Stated task »
In every row, swap "dark tile floor" for "light wooden floor" and give the lines again with nothing else changed. Omit the pictures from your answer.

Input records »

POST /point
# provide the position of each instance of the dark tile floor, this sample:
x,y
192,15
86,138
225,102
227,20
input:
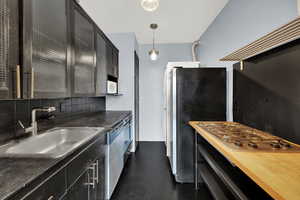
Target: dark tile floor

Exercise solution »
POST /point
# provide the position of each instance of the light wooden floor, this sample:
x,y
192,15
86,138
225,102
227,20
input:
Target: light wooden floor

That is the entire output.